[ASSIGNMENT]
Below are records to repeat exactly; copy them without the pictures.

━━━━━━

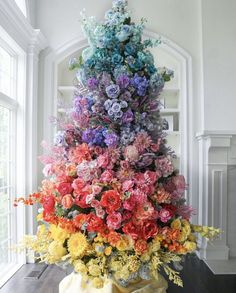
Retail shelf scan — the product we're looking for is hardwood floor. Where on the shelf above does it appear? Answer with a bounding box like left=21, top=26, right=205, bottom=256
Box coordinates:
left=0, top=255, right=236, bottom=293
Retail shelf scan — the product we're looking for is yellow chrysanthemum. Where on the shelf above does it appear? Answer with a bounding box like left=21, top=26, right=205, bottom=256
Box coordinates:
left=68, top=232, right=88, bottom=259
left=171, top=219, right=182, bottom=230
left=88, top=264, right=101, bottom=277
left=49, top=224, right=70, bottom=243
left=92, top=277, right=104, bottom=289
left=48, top=241, right=67, bottom=262
left=183, top=241, right=197, bottom=252
left=74, top=260, right=88, bottom=274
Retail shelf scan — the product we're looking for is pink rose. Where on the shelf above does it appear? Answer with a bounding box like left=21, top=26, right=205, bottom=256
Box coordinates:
left=91, top=199, right=100, bottom=208
left=57, top=182, right=73, bottom=196
left=122, top=180, right=134, bottom=192
left=96, top=207, right=105, bottom=219
left=124, top=145, right=139, bottom=162
left=159, top=208, right=172, bottom=223
left=100, top=170, right=114, bottom=183
left=107, top=212, right=122, bottom=230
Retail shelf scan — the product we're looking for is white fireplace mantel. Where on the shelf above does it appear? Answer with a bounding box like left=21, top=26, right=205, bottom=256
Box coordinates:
left=196, top=130, right=236, bottom=261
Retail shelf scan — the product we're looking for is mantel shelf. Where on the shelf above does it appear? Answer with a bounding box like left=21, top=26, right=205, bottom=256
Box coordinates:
left=160, top=108, right=180, bottom=113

━━━━━━

[REPLY TO THE EXERCISE]
Retail shelf scan — the product we're looking for is hardwood floor. Where on the shelf above does it appear? Answer with a bounding box like left=21, top=26, right=205, bottom=256
Box coordinates:
left=0, top=255, right=236, bottom=293
Retail shelf scan — the product we're looking for is yellow chrysanthemum. Where on the shelf above does it appear? Answer with a bounding box like left=21, top=26, right=205, bottom=256
Box coordinates:
left=68, top=232, right=88, bottom=259
left=171, top=219, right=182, bottom=230
left=88, top=264, right=101, bottom=277
left=49, top=224, right=70, bottom=243
left=92, top=277, right=104, bottom=289
left=48, top=241, right=67, bottom=262
left=183, top=241, right=197, bottom=252
left=74, top=260, right=88, bottom=274
Retail shelf scan — the product we're looking for is pink rose. Where on the shelf above does it appear? Answer with a bounding box like left=21, top=26, right=205, bottom=256
Box coordinates:
left=91, top=199, right=100, bottom=208
left=57, top=182, right=73, bottom=196
left=122, top=180, right=134, bottom=192
left=96, top=207, right=105, bottom=219
left=124, top=145, right=139, bottom=162
left=159, top=208, right=172, bottom=223
left=100, top=170, right=114, bottom=183
left=107, top=212, right=122, bottom=230
Retail shelf scan — the product we're looking for is white fireplace mantel. Where on the shelf above does it appear? Answer with a bounding box like left=21, top=26, right=205, bottom=256
Box coordinates:
left=196, top=130, right=236, bottom=261
Retail shelf scan — the product we're looking for is mantel shelf. Where on the shelf above does it appear? Answer with a bounding box like left=21, top=26, right=205, bottom=256
Box coordinates:
left=160, top=108, right=180, bottom=113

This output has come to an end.